What the task requires :: Whenever a line in this data holds the word "every", report that line in full.

Segmentation mask data ::
================================
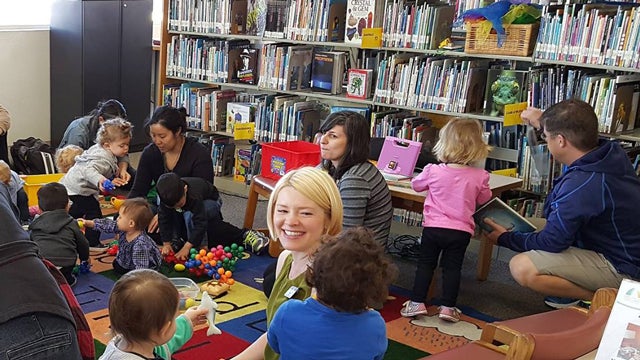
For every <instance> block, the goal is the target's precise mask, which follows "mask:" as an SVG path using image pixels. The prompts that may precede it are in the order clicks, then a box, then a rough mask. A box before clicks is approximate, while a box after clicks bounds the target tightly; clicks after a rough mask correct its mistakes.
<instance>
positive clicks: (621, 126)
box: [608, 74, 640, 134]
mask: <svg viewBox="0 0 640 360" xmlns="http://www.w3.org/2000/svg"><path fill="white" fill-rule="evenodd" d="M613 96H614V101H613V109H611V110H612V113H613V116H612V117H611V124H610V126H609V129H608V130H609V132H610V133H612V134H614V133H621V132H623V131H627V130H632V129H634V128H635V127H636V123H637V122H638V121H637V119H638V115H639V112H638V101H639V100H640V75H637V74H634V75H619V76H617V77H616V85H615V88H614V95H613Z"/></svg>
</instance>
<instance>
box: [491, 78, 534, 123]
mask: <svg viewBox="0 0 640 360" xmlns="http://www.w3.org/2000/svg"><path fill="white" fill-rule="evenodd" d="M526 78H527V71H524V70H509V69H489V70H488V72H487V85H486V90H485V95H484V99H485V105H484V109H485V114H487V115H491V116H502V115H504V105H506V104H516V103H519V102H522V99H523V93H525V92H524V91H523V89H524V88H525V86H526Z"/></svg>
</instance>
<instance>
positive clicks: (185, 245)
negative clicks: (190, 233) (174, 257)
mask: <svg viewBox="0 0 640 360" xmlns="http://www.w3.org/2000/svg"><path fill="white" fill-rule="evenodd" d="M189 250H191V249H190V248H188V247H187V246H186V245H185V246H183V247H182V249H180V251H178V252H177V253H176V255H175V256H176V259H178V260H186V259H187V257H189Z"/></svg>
================================
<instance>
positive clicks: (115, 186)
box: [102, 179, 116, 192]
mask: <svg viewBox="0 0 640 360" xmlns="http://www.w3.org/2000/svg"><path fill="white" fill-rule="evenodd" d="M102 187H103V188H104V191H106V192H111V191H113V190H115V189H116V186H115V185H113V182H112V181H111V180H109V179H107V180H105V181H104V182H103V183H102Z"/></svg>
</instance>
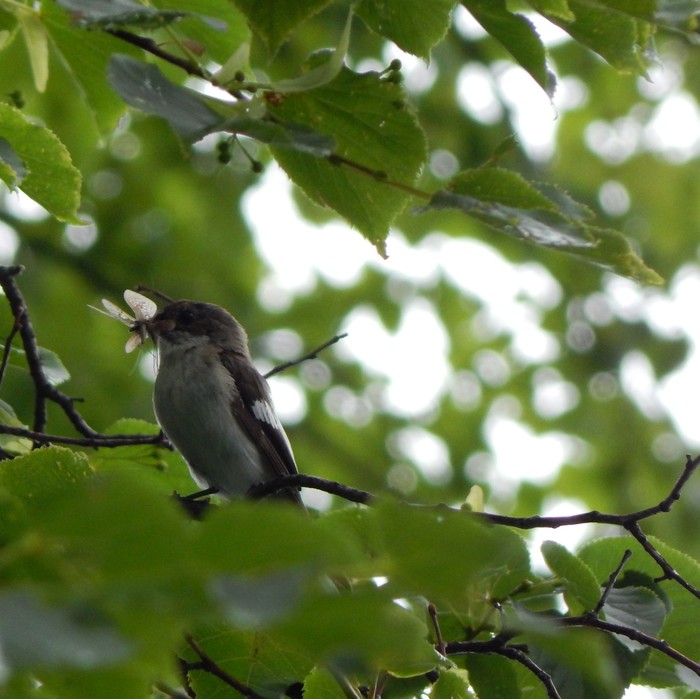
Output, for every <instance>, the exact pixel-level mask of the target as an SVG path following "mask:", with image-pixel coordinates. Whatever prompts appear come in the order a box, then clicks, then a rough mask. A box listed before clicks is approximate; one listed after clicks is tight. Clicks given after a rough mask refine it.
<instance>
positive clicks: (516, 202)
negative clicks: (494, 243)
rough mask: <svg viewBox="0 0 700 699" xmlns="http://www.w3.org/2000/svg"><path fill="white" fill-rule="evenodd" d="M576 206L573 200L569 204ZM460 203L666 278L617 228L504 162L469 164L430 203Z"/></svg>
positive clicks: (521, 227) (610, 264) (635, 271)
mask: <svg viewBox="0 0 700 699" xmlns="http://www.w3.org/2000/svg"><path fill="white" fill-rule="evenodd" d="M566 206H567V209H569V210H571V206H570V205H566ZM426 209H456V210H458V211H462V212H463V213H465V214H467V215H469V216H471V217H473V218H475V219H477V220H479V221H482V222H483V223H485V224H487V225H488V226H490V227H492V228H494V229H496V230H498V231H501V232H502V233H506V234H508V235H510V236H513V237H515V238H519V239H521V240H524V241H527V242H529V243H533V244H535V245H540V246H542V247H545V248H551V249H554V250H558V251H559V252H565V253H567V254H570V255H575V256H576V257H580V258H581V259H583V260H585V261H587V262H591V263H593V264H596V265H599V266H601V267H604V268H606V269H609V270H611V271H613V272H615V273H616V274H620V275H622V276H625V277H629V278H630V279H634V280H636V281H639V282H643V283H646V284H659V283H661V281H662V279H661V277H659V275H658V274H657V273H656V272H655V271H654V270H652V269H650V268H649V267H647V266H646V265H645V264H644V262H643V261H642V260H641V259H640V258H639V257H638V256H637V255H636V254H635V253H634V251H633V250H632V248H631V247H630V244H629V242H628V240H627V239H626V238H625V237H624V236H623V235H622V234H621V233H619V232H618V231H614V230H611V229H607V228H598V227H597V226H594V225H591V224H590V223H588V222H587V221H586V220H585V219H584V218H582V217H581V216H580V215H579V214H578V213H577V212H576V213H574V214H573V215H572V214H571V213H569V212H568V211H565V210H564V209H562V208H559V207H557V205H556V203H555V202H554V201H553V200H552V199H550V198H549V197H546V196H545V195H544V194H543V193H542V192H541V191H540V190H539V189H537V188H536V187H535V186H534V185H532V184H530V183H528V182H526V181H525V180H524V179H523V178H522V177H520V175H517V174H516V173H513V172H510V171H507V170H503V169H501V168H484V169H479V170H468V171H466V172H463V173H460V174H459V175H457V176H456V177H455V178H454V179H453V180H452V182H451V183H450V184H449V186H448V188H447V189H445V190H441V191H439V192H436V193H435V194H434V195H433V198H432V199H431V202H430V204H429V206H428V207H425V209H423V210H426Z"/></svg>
================================
Task answer ::
For every <instance> block, the goal is the target's precise mask, which follows "mask:" as an SVG path using image pixels. The prompts that may precede it are in the order clicks, then a box, then a rough mask. A box before clicks is approximate, while a box after clicks bounds the target tightly; clicks after a rough mask correct its mistakes.
Output, for every <instance>, the exact pixel-level mask of the target as an SVG path following "mask:", with image-pixel coordinates. Whatever prompts appear come in the order a box, then clicks, then a rough mask. A box listed before clicks is approximate; one listed after clicks is tight. Clicks given after a rough mask refine it.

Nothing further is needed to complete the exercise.